Monday, March 28, 2011

Crystal Fighters: Bringing Basque the beats

The UK's Crystal Fighters are reinventing Spanish folk. How?

Crystal Fighters aren't Spanish, but you could be forgiven for assuming they were. The title of their debut album, Star of Love, is an acronym for sol, Spanish for sun. The music within is based on a mix of contemporary dubstep and techno beats and Basque folk melodies. It uses traditional Basque instruments such as the txalaparta (imagine a wooden xylophone played by two people), the danbolin (a sort of snare drum), and the txistu (a pipe whistle).

The band's name and music were inspired by the manuscript of an unfinished opera by the Basque grandfather of one-time backing singer Laure Stockley, written just before his death. Star of Love is an elegy to, and extrapolation of, his ideas and poetic musings on the nature of existence, the ineffability of love and the omnipotence of the sun.

All credit to Crystal Fighters, then, for turning what could have been a worthy academic exercise into a carnival of rhythms. And you should see them live: a recent gig at Heaven in London drew 1,000 fans keen to witness their mesmerising mash-up of old and new, the serious and the silly. On stage, Sebastian Pringle, a thoughtful Home Counties longhair, turns into a frontman speaking in bursts of what can only be described as Spanish patois over the group's peculiar Castillian rave. It's a bit like seeing Lorca fronting a cross between the Incredible String Band and the Chemical Brothers.

▶ **Written instruction a**: In the rows, reproduce word for word everything from the line containing "In this exercise you will pick out the man's hand" through the last row, both ends included.
The rows that follow have no connection to the text about Crystal Fighters.

Object position labeling rows:
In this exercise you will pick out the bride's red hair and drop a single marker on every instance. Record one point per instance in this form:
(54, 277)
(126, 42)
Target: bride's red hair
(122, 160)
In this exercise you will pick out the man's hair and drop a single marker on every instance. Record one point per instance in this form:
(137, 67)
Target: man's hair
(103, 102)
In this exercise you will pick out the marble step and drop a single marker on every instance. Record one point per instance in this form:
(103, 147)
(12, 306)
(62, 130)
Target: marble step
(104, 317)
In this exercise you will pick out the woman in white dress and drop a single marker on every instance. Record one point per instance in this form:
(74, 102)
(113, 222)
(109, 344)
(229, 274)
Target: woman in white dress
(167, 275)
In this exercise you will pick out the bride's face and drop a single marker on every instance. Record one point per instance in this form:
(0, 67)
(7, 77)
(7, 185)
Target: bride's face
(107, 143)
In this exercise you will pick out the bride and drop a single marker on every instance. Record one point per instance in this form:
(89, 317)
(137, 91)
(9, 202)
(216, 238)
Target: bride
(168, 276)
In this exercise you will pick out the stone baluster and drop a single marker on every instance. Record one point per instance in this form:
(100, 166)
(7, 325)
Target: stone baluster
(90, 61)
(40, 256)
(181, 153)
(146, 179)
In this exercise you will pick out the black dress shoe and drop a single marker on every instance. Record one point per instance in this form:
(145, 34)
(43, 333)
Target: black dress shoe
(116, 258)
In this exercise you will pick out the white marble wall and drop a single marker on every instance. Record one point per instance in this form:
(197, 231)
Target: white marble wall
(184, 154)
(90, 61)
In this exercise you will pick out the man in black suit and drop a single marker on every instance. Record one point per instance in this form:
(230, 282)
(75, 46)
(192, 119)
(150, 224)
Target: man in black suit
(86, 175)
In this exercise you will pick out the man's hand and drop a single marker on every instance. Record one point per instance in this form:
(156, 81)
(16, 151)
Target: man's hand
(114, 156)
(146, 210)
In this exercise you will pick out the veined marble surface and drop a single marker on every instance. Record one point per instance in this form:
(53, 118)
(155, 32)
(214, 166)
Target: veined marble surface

▶ **Written instruction b**: Name the traditional Basque instruments that the text about Crystal Fighters mentions.

▶ **Task result a**:
In this exercise you will pick out the man's hand and drop a single marker on every instance. Record one point per instance in this form:
(156, 81)
(16, 151)
Target: man's hand
(114, 156)
(146, 210)
In this exercise you will pick out the veined marble surface and drop a single marker on every instance. Record one point per instance in this form:
(53, 118)
(155, 32)
(214, 166)
Target: veined marble surface

▶ **Task result b**: txalaparta, danbolin, txistu